What you need to do: Show each line of the records below that contains the word "road", treating uppercase and lowercase letters as distinct.

>>>>>

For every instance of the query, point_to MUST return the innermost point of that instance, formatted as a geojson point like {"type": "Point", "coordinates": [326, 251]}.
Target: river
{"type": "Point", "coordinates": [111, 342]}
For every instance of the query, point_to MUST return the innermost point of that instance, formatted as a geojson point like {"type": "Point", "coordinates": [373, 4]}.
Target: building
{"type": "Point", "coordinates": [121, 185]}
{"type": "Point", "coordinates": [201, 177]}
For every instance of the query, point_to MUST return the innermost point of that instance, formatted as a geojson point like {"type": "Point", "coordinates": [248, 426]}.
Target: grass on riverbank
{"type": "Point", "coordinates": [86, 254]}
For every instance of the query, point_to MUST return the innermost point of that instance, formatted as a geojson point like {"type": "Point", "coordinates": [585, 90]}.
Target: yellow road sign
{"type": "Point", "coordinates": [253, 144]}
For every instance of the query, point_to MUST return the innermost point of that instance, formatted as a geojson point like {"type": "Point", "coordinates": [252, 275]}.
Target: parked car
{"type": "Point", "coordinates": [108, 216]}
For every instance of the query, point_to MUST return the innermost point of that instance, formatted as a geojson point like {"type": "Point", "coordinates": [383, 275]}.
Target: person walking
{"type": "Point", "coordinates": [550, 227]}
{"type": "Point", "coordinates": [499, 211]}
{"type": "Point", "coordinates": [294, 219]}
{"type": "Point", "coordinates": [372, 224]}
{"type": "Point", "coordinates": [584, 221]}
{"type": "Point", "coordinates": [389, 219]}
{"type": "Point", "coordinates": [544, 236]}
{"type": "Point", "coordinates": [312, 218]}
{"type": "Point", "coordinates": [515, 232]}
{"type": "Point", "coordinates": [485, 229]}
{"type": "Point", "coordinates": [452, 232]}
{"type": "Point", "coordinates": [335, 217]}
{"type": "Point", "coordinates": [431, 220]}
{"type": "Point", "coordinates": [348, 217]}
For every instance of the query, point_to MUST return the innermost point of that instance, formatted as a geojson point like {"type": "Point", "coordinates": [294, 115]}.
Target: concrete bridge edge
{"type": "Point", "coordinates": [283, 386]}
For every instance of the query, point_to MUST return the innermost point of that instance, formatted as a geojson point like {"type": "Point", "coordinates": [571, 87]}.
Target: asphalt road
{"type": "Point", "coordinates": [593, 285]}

<<<<<

In response:
Target: yellow road sign
Target: asphalt road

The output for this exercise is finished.